Records for this exercise =
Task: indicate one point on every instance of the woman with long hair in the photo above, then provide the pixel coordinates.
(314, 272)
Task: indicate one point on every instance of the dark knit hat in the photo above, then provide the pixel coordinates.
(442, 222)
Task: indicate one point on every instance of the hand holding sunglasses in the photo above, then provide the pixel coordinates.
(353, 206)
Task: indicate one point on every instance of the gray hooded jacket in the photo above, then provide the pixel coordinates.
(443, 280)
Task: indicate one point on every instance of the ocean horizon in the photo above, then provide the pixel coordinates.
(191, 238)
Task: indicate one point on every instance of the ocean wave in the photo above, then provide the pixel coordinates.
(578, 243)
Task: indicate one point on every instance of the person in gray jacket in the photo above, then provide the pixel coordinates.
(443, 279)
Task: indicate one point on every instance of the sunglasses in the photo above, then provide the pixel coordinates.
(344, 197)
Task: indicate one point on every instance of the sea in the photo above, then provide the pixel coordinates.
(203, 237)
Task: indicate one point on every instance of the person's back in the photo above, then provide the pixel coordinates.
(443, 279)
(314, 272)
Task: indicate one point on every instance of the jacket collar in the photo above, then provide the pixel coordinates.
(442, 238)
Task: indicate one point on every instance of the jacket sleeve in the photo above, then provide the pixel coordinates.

Exercise directions = Everything from the line containing "Task: indicate one point on every instance of the dark" to the end of the data above should be quoted exactly, please, both ends included, and nothing outside that span.

Complete output =
Task: indicate one point on every instance of the dark knit hat in the photo above, then provide the pixel coordinates.
(442, 222)
Task: indicate one point on every instance of the hand holding sunglasses in the photo above, then provide the pixel coordinates.
(353, 206)
Task: indicate one point on every instance of the gray hooded jacket in the photo above, then provide the pixel coordinates.
(443, 280)
Task: indicate one point on every instance of the ocean horizon in the photo above, then provide the pixel coordinates.
(191, 238)
Task: indicate one point on every instance of the ocean wave in the photo above, then provide the pixel coordinates.
(578, 243)
Task: indicate one point on every instance of the person in gray jacket in the photo above, then provide the pixel coordinates.
(443, 279)
Task: indicate one point on every instance of the sunglasses in the photo above, then provide the pixel coordinates.
(344, 197)
Task: indicate one point on every instance of the sea in the photo above, then provide the pixel coordinates.
(203, 237)
Task: indicate one point on every instance of the person's back in the photo above, then provide the pixel coordinates.
(443, 279)
(314, 272)
Task: indicate one point on every instance of the jacket collar in the photo above, then provide the pixel coordinates.
(442, 238)
Task: indicate one point on every instance of the jacket sleeve in the photo above, then provide the pixel coordinates.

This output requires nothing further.